§ Directive
Copy out the rows below word for word, from the line containing "purple sequin dress." through the end of the rows.

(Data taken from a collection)
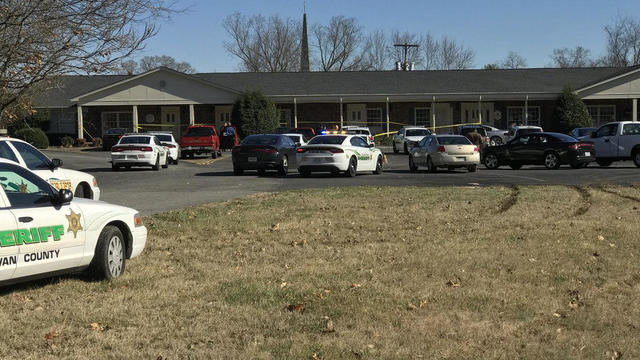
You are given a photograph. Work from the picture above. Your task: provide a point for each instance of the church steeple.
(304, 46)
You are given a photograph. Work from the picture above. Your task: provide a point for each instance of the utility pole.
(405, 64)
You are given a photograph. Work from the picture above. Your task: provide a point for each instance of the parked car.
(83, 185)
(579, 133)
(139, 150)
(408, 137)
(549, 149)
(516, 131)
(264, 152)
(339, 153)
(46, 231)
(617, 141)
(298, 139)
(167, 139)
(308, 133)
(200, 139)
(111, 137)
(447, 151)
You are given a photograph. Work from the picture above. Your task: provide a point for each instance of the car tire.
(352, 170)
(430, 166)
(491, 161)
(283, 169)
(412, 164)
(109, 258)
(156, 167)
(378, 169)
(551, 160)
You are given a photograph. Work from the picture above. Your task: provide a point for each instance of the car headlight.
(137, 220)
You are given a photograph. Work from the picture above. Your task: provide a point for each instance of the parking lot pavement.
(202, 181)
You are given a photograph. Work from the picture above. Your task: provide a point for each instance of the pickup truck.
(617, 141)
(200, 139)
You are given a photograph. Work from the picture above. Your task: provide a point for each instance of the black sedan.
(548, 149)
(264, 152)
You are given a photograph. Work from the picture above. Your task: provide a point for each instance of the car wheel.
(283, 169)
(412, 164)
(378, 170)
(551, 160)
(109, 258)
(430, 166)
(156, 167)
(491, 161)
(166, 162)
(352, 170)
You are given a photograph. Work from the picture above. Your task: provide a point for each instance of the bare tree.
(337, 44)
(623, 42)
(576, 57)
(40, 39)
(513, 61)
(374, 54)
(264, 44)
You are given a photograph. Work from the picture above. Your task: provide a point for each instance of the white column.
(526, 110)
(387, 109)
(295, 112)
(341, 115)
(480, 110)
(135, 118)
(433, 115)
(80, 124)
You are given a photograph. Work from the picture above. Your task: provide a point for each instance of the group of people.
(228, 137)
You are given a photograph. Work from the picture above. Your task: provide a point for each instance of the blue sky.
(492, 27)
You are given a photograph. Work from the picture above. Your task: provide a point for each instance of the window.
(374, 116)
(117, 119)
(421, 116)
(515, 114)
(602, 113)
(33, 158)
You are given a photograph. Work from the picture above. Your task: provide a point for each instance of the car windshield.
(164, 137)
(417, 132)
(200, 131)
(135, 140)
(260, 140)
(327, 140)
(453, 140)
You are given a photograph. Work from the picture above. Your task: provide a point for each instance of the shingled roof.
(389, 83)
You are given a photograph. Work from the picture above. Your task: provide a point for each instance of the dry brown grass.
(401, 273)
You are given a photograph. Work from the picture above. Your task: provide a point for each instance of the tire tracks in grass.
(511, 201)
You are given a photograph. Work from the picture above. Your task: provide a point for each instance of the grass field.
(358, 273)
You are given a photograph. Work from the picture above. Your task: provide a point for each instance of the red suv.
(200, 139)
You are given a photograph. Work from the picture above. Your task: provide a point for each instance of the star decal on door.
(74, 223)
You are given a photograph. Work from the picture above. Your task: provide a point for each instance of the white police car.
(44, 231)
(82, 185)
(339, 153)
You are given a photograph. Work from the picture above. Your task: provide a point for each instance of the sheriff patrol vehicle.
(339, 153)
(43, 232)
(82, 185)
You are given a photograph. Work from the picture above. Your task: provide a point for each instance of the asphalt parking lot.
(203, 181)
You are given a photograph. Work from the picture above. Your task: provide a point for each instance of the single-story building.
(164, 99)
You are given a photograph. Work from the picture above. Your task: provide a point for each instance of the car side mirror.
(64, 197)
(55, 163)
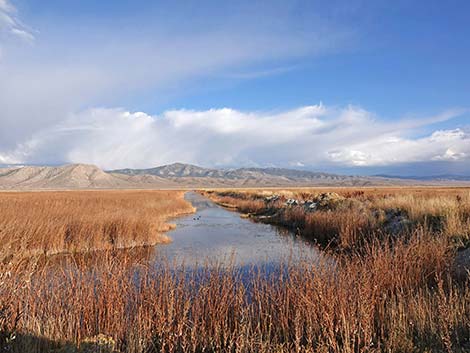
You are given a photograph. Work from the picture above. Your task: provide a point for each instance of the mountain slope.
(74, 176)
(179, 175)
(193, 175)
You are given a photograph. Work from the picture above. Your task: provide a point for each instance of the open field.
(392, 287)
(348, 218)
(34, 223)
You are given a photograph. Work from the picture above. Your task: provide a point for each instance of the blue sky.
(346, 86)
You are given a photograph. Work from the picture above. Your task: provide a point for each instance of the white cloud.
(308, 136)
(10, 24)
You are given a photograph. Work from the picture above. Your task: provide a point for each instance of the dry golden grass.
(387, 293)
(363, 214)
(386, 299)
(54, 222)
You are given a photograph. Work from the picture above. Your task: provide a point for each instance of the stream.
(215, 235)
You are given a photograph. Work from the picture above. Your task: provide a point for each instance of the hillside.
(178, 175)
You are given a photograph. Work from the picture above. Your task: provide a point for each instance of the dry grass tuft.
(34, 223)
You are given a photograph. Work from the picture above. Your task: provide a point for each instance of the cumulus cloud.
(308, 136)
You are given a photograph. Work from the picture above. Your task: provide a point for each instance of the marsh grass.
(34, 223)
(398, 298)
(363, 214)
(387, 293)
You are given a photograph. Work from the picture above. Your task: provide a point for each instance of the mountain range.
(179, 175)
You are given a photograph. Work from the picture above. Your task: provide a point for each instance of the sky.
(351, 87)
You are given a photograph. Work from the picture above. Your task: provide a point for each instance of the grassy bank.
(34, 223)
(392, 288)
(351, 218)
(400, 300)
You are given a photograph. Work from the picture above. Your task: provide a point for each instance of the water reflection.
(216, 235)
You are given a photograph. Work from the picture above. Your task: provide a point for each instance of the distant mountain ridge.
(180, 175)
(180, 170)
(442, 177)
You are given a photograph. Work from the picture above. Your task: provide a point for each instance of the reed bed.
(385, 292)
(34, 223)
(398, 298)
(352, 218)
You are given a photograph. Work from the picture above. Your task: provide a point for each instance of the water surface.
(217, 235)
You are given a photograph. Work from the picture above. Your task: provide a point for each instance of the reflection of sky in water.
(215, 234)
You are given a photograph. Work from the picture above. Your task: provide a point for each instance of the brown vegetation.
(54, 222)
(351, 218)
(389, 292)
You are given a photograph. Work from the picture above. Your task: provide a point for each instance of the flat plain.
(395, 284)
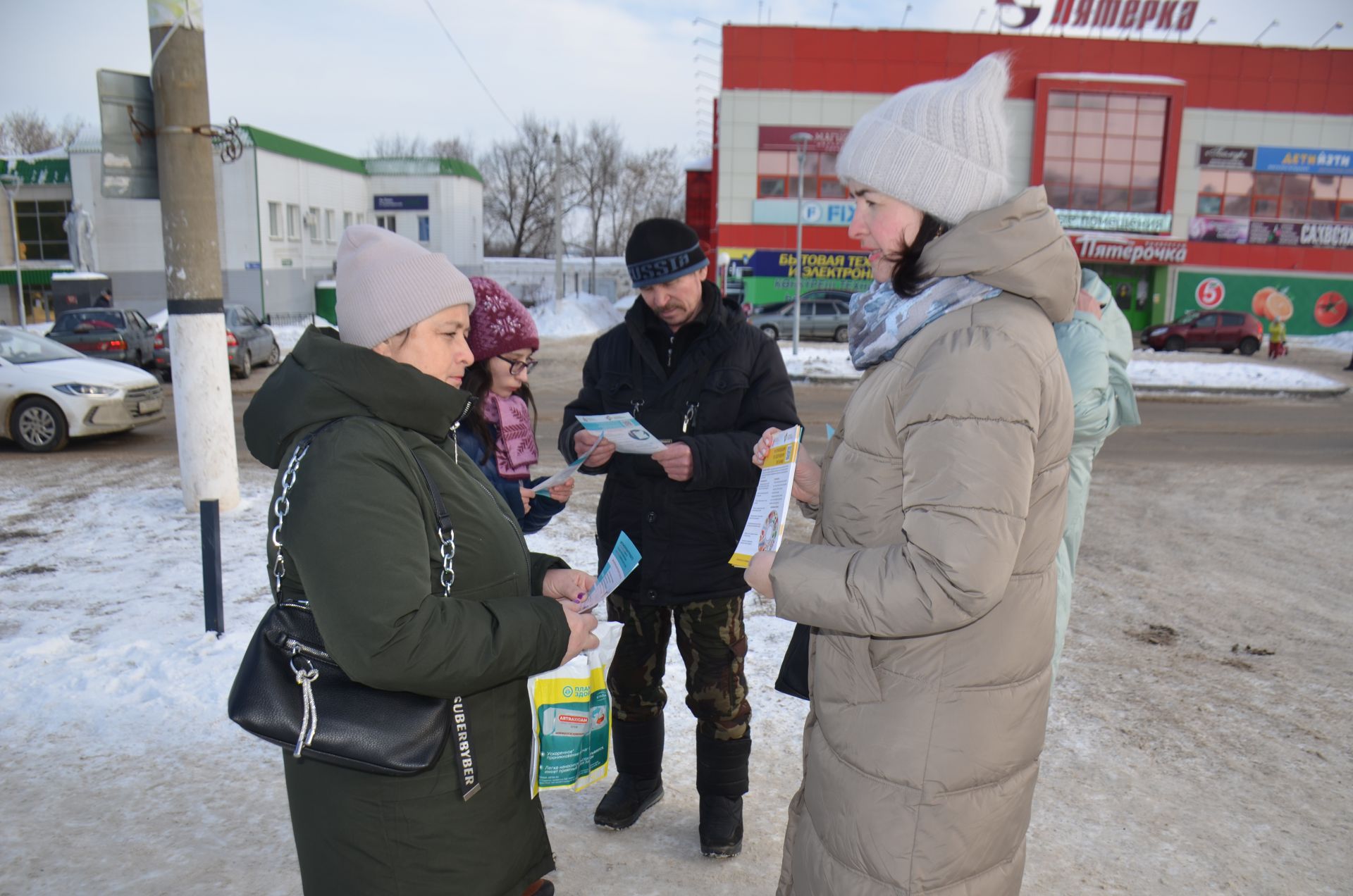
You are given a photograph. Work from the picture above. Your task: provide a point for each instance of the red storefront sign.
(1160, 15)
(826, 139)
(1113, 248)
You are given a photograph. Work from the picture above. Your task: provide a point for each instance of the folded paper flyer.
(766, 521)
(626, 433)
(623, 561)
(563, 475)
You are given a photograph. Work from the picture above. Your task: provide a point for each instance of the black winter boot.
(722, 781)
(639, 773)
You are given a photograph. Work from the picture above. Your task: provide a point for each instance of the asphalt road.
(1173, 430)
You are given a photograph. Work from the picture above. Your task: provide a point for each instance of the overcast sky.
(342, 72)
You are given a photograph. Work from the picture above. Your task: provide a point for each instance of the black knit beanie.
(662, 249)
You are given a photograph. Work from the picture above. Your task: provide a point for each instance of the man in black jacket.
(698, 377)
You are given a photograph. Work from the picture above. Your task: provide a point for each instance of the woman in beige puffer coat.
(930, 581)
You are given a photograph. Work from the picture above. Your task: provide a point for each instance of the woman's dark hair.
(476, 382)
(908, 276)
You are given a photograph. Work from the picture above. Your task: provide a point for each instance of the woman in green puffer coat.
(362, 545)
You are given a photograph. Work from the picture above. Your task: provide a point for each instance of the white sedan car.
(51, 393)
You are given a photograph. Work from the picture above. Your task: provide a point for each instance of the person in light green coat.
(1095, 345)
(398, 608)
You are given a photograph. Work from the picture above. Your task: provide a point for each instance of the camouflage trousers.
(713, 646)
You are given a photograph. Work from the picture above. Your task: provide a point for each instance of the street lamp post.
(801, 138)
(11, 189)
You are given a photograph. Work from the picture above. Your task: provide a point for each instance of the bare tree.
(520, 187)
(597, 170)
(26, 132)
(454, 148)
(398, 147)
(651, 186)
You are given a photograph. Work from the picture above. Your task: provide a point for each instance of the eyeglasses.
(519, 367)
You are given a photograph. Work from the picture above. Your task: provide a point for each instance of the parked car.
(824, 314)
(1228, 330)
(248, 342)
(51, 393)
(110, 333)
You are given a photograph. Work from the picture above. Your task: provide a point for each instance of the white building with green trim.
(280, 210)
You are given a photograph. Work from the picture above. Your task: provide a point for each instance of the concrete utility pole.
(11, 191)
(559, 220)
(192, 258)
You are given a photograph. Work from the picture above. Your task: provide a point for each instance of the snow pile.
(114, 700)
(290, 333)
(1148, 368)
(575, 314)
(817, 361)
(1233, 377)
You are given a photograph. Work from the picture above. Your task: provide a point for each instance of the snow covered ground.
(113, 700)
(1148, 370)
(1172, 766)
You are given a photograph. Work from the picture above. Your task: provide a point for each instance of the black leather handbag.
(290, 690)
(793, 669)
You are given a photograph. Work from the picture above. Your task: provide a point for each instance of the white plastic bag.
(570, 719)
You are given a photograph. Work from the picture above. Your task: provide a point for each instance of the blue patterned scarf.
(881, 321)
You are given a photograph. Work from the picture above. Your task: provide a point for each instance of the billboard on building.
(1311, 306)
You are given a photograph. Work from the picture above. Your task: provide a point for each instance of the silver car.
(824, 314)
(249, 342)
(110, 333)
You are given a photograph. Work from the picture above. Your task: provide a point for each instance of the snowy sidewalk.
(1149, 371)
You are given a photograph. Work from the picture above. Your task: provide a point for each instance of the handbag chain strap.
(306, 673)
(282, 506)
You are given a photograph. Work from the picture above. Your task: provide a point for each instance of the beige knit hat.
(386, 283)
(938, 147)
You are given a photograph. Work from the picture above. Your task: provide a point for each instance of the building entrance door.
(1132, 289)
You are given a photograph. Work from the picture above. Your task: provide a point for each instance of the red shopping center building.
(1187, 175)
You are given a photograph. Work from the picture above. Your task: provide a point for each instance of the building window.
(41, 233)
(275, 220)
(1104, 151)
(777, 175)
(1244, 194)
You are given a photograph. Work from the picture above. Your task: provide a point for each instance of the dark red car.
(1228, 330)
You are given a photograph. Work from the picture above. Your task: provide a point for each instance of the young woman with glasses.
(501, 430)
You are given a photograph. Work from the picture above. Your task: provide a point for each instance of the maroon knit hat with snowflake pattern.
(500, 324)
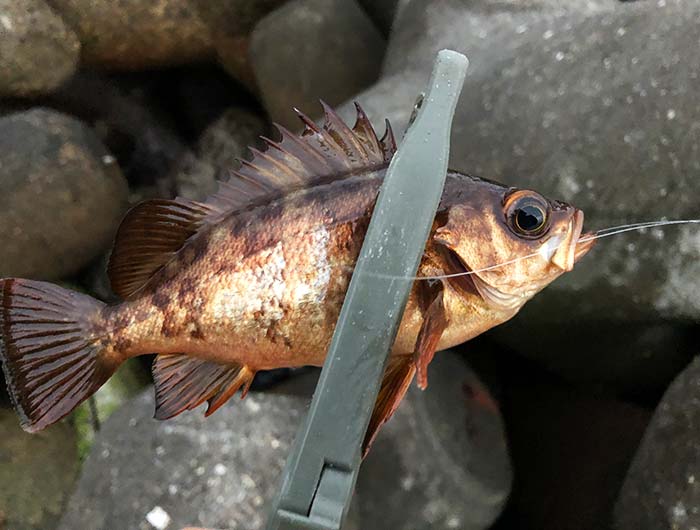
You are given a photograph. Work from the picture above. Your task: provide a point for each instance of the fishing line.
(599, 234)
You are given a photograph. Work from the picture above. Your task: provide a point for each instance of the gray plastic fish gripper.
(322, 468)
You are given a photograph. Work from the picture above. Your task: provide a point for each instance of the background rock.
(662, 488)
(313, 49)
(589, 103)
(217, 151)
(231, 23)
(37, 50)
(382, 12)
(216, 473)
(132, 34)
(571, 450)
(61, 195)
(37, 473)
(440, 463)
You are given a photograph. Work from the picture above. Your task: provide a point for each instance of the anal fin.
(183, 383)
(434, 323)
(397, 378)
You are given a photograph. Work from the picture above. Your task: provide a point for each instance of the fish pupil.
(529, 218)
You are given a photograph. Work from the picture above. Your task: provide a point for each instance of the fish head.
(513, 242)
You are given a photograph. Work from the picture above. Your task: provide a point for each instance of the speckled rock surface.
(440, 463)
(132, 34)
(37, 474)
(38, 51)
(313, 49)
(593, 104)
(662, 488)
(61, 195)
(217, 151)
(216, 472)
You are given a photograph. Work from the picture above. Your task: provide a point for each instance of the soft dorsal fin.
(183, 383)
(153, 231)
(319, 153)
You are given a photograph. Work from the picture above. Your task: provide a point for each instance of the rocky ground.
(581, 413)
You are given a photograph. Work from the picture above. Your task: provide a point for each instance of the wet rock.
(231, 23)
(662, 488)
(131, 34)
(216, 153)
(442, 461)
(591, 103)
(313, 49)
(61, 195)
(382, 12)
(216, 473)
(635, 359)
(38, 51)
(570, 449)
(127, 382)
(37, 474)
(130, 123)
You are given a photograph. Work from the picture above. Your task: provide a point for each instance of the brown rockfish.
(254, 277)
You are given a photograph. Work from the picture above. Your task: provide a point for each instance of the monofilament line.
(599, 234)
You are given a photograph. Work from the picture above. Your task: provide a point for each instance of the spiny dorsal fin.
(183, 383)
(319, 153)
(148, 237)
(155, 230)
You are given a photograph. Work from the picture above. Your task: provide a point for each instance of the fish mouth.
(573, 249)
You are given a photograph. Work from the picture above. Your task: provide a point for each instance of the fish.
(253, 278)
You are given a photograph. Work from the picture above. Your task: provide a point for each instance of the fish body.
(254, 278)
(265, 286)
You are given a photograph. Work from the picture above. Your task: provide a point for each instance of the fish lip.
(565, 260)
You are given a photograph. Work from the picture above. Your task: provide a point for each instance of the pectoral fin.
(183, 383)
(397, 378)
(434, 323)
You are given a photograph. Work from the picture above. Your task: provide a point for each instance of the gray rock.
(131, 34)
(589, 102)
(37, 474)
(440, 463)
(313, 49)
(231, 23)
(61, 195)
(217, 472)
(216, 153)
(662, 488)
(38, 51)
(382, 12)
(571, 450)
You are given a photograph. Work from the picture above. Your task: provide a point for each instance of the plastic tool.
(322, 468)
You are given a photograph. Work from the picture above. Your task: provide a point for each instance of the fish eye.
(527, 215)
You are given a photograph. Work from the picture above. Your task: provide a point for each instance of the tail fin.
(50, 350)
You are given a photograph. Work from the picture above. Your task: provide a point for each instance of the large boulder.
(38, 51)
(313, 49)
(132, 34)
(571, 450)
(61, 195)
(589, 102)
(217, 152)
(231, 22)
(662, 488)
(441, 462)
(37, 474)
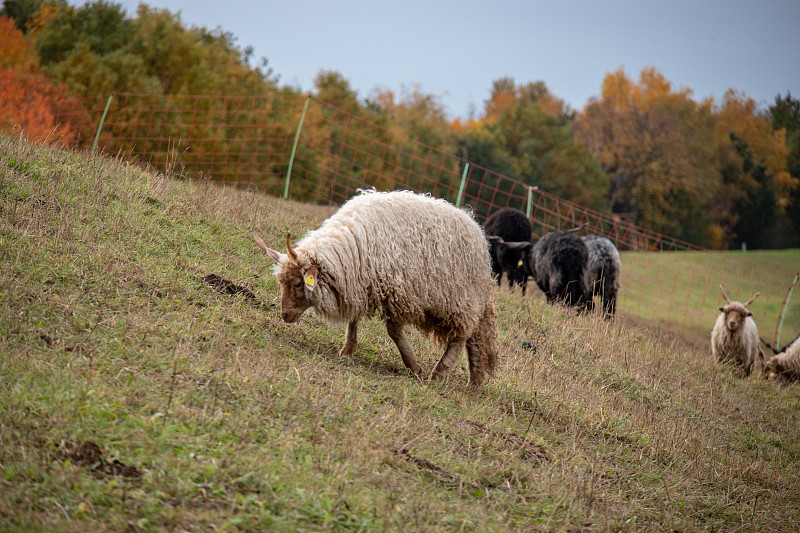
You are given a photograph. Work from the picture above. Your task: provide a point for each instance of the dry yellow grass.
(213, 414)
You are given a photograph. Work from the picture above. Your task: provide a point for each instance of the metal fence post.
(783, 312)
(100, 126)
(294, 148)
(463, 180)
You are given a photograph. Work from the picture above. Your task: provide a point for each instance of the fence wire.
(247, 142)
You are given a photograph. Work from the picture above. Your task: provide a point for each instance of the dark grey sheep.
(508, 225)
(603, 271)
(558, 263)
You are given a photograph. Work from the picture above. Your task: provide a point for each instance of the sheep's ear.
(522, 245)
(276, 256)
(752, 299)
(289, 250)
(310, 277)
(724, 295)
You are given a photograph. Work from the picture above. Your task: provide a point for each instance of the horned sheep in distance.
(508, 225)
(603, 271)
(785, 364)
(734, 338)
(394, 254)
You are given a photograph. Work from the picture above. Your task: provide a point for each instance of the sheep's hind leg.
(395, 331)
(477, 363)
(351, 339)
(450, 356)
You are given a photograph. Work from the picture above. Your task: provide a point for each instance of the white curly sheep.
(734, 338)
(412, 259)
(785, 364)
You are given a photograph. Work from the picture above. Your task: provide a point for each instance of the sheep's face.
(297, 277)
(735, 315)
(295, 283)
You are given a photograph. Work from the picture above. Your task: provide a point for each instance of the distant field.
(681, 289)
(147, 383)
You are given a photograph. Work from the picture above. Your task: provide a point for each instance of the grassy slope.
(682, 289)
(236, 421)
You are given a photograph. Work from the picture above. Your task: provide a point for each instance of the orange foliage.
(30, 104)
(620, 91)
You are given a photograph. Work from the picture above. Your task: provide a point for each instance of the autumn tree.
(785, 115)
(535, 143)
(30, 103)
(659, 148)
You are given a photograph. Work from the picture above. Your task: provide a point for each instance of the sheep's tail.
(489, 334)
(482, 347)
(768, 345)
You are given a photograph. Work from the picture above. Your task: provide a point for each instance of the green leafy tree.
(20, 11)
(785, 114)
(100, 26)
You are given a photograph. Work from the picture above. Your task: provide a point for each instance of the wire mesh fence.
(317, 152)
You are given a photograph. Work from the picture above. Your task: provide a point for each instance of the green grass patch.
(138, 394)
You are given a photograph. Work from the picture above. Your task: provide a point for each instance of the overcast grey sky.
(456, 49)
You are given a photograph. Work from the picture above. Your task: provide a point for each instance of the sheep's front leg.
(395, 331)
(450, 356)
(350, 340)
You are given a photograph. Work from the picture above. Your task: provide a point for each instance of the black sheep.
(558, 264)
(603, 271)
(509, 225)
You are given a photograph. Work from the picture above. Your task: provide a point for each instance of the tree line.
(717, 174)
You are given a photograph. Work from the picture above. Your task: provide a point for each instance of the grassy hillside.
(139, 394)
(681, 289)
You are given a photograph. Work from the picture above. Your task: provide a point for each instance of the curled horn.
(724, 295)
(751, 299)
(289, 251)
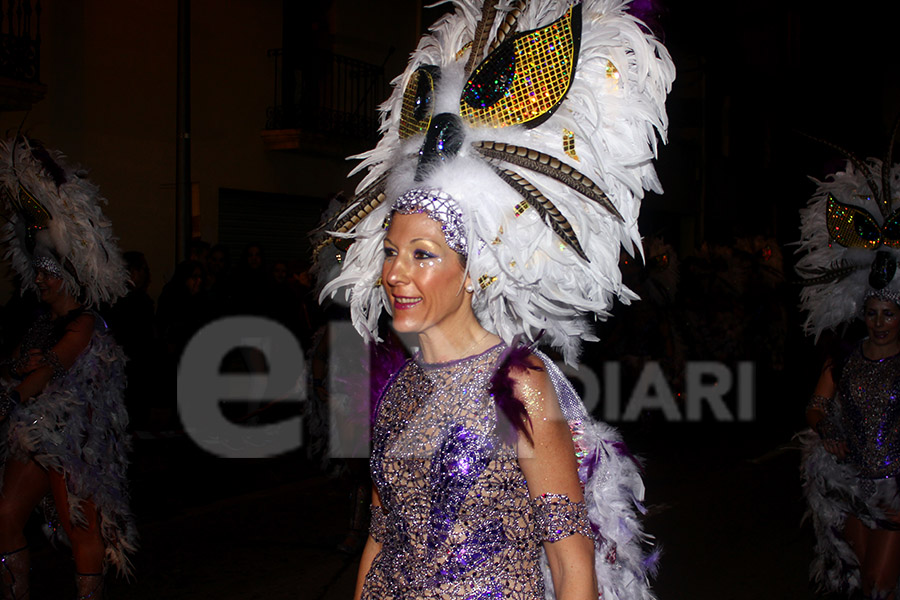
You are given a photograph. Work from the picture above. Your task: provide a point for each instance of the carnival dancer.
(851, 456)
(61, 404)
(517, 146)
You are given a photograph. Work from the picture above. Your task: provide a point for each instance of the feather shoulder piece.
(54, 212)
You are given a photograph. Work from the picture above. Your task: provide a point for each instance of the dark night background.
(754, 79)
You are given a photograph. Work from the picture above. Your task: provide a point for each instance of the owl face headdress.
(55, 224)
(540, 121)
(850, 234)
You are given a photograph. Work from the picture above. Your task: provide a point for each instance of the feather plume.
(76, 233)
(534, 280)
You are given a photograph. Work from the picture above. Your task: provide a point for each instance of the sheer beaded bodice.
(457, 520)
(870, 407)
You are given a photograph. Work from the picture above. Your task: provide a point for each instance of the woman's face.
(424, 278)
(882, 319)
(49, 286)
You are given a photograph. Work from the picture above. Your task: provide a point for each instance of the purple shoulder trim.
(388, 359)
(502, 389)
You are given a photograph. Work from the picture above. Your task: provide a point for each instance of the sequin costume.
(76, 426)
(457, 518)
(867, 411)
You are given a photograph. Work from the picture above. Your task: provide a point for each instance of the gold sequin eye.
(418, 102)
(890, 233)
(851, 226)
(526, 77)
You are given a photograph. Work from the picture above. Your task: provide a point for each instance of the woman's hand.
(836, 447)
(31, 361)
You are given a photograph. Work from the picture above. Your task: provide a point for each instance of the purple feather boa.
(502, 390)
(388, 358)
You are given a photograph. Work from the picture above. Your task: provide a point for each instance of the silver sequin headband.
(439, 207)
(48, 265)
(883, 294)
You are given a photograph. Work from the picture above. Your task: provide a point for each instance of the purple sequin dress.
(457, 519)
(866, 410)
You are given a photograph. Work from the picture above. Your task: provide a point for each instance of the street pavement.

§ Completed exercise
You are given a photograph. Work from the picture above. Your task: provide a point for each instance of the purple sequin dress.
(457, 519)
(866, 410)
You are given a photograph. Work from the picture above. Your task: provide a point for each instance of the street pavement.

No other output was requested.